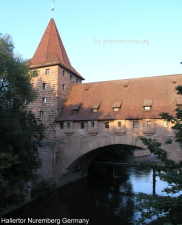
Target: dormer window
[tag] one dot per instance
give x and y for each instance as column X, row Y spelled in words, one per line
column 116, row 106
column 47, row 71
column 44, row 86
column 166, row 123
column 146, row 108
column 95, row 107
column 75, row 108
column 147, row 104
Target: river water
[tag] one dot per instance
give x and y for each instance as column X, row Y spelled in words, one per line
column 99, row 198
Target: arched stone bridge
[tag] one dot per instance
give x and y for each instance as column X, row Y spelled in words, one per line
column 78, row 147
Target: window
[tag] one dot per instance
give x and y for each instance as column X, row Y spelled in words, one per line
column 116, row 109
column 147, row 108
column 106, row 124
column 75, row 108
column 166, row 123
column 135, row 124
column 147, row 104
column 61, row 125
column 41, row 114
column 44, row 100
column 95, row 107
column 47, row 71
column 116, row 106
column 44, row 86
column 94, row 110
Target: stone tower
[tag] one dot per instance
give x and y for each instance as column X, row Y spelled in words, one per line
column 55, row 75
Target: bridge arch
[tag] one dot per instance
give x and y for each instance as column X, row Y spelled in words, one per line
column 85, row 147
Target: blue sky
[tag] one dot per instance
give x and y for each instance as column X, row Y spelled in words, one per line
column 100, row 35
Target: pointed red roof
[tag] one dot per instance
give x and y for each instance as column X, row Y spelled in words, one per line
column 51, row 51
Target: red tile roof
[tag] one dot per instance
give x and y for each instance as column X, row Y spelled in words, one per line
column 158, row 91
column 51, row 51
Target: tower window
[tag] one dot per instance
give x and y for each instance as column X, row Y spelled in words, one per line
column 116, row 109
column 106, row 124
column 61, row 125
column 147, row 108
column 41, row 113
column 44, row 100
column 47, row 71
column 135, row 124
column 44, row 86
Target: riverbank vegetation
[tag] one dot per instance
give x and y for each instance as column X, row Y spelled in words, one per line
column 20, row 132
column 164, row 210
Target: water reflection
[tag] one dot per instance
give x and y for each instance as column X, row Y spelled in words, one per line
column 100, row 199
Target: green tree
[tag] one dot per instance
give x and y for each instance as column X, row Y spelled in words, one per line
column 20, row 132
column 164, row 209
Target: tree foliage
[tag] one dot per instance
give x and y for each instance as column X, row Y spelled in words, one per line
column 164, row 209
column 20, row 132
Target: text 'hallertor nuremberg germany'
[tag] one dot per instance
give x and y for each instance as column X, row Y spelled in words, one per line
column 44, row 221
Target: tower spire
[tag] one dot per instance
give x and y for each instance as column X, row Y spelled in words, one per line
column 52, row 8
column 51, row 51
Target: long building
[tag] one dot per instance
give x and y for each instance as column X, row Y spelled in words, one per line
column 83, row 117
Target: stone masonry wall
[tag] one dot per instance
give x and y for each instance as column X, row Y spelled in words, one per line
column 53, row 86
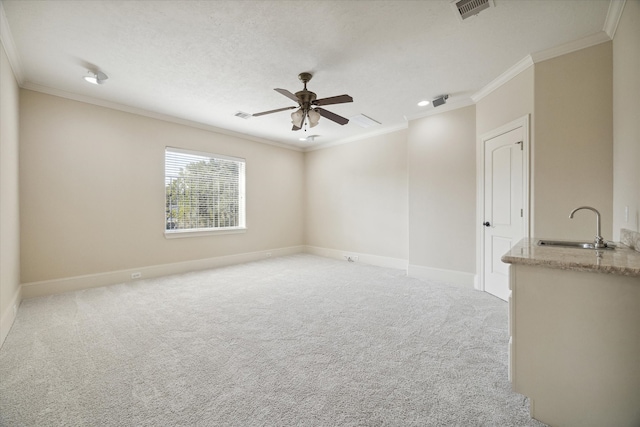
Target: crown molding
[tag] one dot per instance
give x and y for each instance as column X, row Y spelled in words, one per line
column 10, row 47
column 503, row 78
column 563, row 49
column 151, row 114
column 613, row 17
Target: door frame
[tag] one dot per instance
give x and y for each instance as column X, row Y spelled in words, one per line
column 523, row 122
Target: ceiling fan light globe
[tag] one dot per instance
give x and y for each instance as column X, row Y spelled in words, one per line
column 296, row 118
column 314, row 118
column 92, row 79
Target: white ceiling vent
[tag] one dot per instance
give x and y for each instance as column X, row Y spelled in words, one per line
column 243, row 115
column 467, row 8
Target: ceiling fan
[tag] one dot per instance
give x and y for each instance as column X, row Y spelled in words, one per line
column 309, row 107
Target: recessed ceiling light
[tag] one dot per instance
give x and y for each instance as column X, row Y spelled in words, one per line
column 96, row 78
column 310, row 138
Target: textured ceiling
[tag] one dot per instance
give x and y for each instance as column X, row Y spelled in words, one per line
column 203, row 61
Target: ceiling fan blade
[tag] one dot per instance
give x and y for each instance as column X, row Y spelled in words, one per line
column 332, row 116
column 287, row 94
column 340, row 99
column 273, row 111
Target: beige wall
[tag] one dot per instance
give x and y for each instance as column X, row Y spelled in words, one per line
column 509, row 102
column 357, row 196
column 626, row 120
column 442, row 191
column 573, row 147
column 9, row 213
column 92, row 192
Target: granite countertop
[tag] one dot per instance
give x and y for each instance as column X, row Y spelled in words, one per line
column 623, row 260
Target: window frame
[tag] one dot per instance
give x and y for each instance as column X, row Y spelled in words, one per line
column 197, row 232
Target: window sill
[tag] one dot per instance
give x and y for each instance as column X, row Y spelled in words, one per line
column 178, row 234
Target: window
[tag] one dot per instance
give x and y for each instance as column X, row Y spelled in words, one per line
column 203, row 192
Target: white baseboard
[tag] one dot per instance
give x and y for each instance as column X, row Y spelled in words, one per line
column 380, row 261
column 468, row 280
column 67, row 284
column 7, row 319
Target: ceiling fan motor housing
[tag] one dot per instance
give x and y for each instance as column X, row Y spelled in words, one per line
column 305, row 98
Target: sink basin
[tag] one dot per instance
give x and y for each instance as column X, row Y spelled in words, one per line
column 568, row 244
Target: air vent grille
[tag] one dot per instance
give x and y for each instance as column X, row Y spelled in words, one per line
column 468, row 8
column 242, row 115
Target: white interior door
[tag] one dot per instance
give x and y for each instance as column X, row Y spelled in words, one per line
column 503, row 206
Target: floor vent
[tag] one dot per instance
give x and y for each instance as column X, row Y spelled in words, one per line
column 467, row 8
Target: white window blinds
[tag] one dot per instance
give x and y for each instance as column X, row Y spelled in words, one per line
column 203, row 191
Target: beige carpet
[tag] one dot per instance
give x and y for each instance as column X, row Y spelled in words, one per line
column 292, row 341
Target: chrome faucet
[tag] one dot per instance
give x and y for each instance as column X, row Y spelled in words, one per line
column 599, row 241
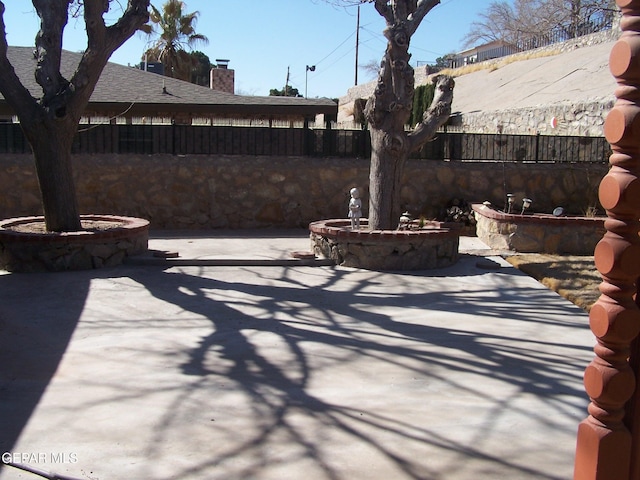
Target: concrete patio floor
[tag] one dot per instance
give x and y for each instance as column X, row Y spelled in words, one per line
column 289, row 372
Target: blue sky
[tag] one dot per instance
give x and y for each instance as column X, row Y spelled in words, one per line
column 262, row 38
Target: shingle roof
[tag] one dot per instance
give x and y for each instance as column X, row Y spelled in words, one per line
column 146, row 93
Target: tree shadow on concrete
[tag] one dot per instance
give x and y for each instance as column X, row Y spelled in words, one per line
column 38, row 315
column 313, row 355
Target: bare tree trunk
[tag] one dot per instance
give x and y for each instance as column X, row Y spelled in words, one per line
column 389, row 108
column 50, row 122
column 385, row 174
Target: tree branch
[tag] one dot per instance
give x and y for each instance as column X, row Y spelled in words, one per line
column 93, row 19
column 102, row 42
column 53, row 18
column 15, row 94
column 437, row 114
column 384, row 10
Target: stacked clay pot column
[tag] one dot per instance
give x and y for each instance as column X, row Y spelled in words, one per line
column 607, row 443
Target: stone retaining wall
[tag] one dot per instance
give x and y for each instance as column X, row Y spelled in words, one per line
column 202, row 192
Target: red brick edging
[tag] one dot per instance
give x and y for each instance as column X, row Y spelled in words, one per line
column 432, row 246
column 81, row 250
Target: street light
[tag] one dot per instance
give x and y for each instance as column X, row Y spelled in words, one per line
column 306, row 74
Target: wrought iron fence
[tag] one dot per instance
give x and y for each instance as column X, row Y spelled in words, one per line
column 328, row 142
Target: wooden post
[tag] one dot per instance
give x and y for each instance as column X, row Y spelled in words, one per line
column 604, row 443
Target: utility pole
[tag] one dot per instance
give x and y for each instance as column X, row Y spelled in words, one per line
column 286, row 84
column 357, row 43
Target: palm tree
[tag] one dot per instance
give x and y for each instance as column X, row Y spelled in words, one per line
column 176, row 34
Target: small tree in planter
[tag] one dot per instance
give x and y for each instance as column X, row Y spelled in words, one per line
column 389, row 108
column 50, row 122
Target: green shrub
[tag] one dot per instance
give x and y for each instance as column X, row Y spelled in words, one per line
column 421, row 101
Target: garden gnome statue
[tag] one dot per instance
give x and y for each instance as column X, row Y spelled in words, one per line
column 355, row 209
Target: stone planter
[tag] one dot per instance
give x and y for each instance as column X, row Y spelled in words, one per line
column 538, row 233
column 434, row 246
column 106, row 241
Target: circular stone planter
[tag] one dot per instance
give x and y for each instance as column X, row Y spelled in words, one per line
column 537, row 232
column 105, row 242
column 433, row 246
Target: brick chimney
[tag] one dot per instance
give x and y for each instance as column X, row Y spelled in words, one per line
column 221, row 77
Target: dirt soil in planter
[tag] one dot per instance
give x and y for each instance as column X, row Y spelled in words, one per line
column 572, row 277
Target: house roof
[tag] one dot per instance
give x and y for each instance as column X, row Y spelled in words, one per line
column 139, row 93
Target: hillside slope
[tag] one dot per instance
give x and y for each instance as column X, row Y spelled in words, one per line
column 580, row 75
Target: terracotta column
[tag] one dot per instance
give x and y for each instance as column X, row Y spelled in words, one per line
column 604, row 446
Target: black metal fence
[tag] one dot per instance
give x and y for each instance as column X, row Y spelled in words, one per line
column 231, row 140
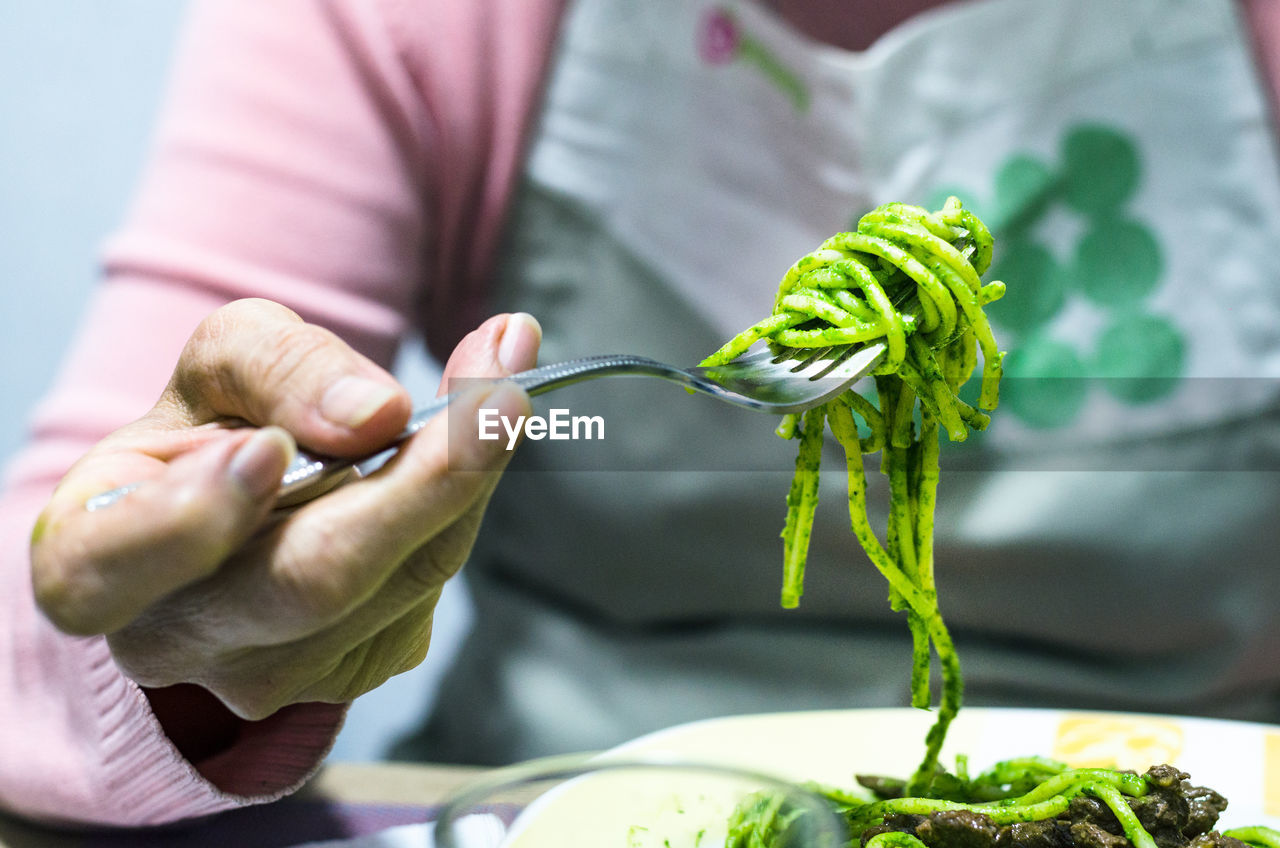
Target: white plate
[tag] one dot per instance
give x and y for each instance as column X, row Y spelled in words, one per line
column 1239, row 760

**Task directions:** Copy the entries above word for word, beginning with the line that contains "Target: beige wall" and continuing through the line that contains "column 503, row 206", both lines included.

**Exercise result:**
Target: beige wall
[tag] one dot per instance
give x and y for each instance as column X, row Y spelled in words, one per line
column 509, row 102
column 357, row 196
column 626, row 120
column 442, row 191
column 573, row 147
column 9, row 213
column 92, row 192
Target: granite countertop
[tag] one dot per instance
give x and y for each instance as column X, row Y spelled in words, one per line
column 623, row 260
Target: window frame
[tag] one dot per instance
give x and y for each instance as column X, row Y spelled in words, one per line
column 197, row 232
Target: window sill
[tag] one dot per instance
give x and y for each instance as column X, row Y spelled in words, one per line
column 178, row 234
Target: window
[tag] one dot per instance
give x and y for each instance as column X, row Y spelled in words, one per line
column 203, row 192
Target: white baseboard
[tag] one dot per instance
give x and y for each instance as column X, row Y spelled in words, one per line
column 380, row 261
column 468, row 280
column 67, row 284
column 7, row 319
Target: ceiling fan motor housing
[tag] one dot per instance
give x and y for each instance as column X, row Y spelled in words, one per line
column 305, row 98
Target: sink basin
[tag] one dot per instance
give x and y for each instance as column X, row Y spelled in words, one per line
column 568, row 244
Target: air vent grille
[tag] one dot per instance
give x and y for each instance as column X, row Y spelled in words, one per line
column 468, row 8
column 242, row 115
Target: white interior door
[tag] one dot per instance
give x and y for each instance as column X, row Y spelled in words, one per line
column 503, row 206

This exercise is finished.